• _DOCUMENT SECTION_
-- Begin --

Ptuj (; , ; ) is a town in northeastern Slovenia that is the seat of the Municipality of Ptuj. Ptuj, the oldest recorded city in Slovenia, has been inhabited since the late Stone Age and developed from a Roman military fort. Ptuj was located at a strategically important crossing of the Drava River, along a prehistoric trade route between the Baltic Sea and the Adriatic.  The area is part of the traditional region of Styria and it was part of the Austria-Hungarian Empire. In the early 20th century the majority of the residents spoke German, but today the population is largely Slovene. Residents of Ptuj are known as Ptujčani in Slovene.

History

Earliest history
Ptuj is the oldest recorded town in Slovenia. There is evidence that the area was settled in the Stone Age. In the Late Iron Age it was settled by Celts.

AD 69: Ptuj is mentioned for the first time
By the 1st century BC, the settlement was controlled by Ancient Rome as part of the Pannonian province. In 69 AD, Vespasian was elected Roman Emperor by the Danubian legions in Ptuj, and the first written mention of the city of Ptuj is from the same year. Poetovium was the base-camp of Legio XIII Gemina where it had its legionary fortress or castrum. The name originated in the times of Emperor Trajan, who granted the settlement city status and named it Colonia Ulpia Traiana Poetovio in 103. The patristic writer Victorinus was Bishop of Poetovio before his martyrdom in 303 or 304. The Caesar Constantius Gallus was divested of his imperial robe and arrested in Poetovio before his subsequent execution in Pola (354) (Amm.Marc. Hist. XIV) The battle of Poetovio in 388 saw Theodosius I's victory over the usurper, Maximus.

The city had 40,000 inhabitants until it was plundered by the Huns in 450.

Middle Ages
In 570 the city was occupied by Eurasian Avars and Slavic tribes. Ptuj became part of the Frankish Empire after the fall of Avar state at the end of 8th century. Between 840 and 874 it belonged to the Slavic Balaton Principality of Pribina and Kocelj. Between 874 and 890 Ptuj gradually came under the influence of the Archbishopric of Salzburg which had both spiritual and temporal rule over the town; city rights passed in 1376 began an economic upswing for the settlement.

-- End --

• _ITEMS_
-- Begin --

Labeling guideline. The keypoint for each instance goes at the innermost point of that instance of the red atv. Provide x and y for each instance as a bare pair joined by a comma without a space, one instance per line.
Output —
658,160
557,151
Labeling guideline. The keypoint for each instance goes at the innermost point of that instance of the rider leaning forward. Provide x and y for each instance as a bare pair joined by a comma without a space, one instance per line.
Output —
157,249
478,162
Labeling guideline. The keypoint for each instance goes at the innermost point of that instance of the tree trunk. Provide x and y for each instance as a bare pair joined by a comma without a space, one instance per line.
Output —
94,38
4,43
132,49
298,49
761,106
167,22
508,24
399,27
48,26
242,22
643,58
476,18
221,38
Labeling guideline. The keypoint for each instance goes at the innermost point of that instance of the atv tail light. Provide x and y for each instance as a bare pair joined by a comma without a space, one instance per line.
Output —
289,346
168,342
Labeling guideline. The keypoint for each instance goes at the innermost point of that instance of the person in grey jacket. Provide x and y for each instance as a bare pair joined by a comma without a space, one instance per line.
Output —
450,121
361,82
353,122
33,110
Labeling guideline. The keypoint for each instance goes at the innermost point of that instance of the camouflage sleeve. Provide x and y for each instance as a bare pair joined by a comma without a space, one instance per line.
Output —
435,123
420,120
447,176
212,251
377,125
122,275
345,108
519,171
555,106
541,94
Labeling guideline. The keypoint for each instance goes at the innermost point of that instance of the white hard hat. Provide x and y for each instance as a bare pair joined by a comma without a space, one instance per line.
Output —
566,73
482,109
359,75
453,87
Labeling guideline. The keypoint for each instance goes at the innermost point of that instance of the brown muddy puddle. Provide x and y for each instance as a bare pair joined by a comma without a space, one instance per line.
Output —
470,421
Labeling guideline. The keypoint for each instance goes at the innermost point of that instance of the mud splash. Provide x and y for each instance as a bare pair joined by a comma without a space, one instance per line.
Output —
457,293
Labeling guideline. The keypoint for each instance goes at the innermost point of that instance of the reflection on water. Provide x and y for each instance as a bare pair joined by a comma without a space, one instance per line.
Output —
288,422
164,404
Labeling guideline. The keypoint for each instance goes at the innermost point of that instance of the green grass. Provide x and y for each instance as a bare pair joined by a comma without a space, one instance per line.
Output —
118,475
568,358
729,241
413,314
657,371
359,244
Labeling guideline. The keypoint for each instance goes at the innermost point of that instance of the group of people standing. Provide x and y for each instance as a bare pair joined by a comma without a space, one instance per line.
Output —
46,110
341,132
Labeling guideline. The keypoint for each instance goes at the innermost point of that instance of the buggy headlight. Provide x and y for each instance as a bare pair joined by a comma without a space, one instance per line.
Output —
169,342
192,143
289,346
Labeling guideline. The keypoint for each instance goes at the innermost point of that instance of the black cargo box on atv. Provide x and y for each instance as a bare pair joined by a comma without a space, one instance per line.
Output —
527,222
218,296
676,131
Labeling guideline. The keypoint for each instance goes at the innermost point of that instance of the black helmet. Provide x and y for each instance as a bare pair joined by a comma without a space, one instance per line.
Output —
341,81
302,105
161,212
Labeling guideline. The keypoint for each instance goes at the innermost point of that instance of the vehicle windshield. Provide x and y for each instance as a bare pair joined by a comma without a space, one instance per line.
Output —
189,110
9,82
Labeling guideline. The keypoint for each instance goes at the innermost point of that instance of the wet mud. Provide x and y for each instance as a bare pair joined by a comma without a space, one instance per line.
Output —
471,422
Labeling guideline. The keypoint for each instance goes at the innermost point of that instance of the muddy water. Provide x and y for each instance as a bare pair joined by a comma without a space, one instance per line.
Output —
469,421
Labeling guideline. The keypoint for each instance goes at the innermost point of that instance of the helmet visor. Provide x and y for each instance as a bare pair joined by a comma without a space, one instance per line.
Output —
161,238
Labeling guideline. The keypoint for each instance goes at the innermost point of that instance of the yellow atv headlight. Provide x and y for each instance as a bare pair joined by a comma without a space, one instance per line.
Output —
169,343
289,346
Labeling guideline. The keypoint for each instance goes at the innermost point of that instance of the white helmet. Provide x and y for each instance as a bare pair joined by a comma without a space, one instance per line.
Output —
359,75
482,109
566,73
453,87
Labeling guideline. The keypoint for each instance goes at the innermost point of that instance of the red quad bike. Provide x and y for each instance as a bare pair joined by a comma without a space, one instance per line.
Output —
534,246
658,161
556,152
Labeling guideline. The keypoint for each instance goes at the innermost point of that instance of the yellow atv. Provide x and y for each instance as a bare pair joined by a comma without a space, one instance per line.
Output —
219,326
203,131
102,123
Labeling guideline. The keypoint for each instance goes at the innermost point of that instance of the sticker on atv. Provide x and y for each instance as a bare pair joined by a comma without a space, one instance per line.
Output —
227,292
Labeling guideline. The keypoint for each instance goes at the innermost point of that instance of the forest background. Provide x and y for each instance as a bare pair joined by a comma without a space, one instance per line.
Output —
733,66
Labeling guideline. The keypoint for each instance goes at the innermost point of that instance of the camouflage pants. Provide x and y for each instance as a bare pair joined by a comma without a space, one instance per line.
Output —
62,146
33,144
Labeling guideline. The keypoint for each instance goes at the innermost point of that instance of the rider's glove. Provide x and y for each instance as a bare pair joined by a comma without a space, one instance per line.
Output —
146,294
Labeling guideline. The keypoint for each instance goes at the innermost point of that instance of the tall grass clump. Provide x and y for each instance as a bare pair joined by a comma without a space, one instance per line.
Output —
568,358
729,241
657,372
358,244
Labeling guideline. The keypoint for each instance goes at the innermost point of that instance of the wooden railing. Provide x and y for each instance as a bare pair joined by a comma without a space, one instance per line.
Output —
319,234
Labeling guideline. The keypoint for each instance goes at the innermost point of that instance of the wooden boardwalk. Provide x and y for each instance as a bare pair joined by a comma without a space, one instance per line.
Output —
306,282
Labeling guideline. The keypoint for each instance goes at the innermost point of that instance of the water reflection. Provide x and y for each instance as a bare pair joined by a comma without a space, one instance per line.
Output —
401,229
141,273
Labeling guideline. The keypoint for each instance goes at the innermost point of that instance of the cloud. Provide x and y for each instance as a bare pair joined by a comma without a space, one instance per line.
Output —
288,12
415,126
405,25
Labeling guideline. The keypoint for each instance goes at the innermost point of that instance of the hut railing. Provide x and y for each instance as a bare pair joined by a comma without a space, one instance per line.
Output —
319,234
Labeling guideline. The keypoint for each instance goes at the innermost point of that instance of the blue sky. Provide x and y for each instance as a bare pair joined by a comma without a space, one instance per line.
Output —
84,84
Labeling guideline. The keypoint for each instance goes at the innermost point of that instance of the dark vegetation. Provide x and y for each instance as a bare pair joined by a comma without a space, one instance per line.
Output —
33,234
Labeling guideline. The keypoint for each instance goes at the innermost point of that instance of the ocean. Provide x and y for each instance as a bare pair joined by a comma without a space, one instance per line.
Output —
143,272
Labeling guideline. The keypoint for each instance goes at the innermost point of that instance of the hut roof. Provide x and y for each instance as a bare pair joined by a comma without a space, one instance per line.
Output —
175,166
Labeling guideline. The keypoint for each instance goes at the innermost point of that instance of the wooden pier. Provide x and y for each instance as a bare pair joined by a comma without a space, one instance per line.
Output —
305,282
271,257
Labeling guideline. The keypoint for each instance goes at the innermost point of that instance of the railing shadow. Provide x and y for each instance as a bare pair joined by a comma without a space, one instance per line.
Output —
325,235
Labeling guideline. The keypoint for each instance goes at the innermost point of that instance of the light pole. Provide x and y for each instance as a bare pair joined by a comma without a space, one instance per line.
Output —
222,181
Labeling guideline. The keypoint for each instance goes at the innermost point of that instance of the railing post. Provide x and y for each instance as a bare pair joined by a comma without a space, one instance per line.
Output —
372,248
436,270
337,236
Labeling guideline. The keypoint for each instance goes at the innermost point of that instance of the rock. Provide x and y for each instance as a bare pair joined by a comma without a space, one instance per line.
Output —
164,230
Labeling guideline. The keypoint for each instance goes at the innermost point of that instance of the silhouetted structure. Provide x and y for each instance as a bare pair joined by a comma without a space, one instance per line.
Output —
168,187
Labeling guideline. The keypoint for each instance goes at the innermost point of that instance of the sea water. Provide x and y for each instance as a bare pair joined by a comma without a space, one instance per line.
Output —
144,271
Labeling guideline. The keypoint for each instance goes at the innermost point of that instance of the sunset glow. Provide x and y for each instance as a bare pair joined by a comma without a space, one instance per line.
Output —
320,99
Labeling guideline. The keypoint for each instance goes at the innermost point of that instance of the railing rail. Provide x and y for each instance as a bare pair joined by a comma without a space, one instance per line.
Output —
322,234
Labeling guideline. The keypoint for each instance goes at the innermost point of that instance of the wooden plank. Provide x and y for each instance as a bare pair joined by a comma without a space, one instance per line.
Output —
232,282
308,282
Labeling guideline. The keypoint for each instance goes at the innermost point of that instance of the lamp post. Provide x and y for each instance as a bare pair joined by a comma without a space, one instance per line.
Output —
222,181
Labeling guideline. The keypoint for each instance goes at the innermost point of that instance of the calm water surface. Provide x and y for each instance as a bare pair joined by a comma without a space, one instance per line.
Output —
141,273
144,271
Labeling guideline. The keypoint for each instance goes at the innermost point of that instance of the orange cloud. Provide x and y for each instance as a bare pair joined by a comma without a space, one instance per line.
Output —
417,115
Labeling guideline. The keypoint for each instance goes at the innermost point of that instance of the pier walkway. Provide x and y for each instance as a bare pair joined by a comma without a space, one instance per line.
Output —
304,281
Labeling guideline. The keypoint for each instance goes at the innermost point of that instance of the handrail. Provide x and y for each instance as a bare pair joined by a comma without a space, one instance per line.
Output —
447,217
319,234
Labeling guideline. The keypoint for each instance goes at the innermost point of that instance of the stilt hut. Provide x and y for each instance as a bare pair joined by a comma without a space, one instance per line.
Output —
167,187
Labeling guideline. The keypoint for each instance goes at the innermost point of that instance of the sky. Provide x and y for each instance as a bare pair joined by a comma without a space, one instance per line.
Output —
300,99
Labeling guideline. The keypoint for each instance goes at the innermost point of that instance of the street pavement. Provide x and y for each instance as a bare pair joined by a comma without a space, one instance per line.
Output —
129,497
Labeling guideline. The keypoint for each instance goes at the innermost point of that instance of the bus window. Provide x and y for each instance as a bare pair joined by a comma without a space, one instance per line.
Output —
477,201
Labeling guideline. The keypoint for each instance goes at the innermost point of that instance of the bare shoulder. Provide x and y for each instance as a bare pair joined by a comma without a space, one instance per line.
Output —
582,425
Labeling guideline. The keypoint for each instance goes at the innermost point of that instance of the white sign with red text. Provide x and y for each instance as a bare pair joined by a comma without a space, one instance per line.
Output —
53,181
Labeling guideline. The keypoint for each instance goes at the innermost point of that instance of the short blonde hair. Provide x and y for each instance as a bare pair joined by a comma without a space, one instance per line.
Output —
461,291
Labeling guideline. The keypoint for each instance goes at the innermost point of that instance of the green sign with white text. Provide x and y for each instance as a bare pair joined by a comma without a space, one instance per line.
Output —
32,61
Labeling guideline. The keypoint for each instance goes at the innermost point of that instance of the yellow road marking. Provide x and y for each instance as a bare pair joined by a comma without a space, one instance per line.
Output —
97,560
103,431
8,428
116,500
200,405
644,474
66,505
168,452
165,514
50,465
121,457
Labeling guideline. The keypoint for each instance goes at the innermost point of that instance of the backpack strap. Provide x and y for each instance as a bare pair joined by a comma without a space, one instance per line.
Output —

-- End --

• _TASK STATEMENT_
Please reproduce the stretch of the Ptuj text from "Middle Ages" through "for the settlement.", word for word.

• _SOLUTION TO THE EXERCISE_
Middle Ages
In 570 the city was occupied by Eurasian Avars and Slavic tribes. Ptuj became part of the Frankish Empire after the fall of Avar state at the end of 8th century. Between 840 and 874 it belonged to the Slavic Balaton Principality of Pribina and Kocelj. Between 874 and 890 Ptuj gradually came under the influence of the Archbishopric of Salzburg which had both spiritual and temporal rule over the town; city rights passed in 1376 began an economic upswing for the settlement.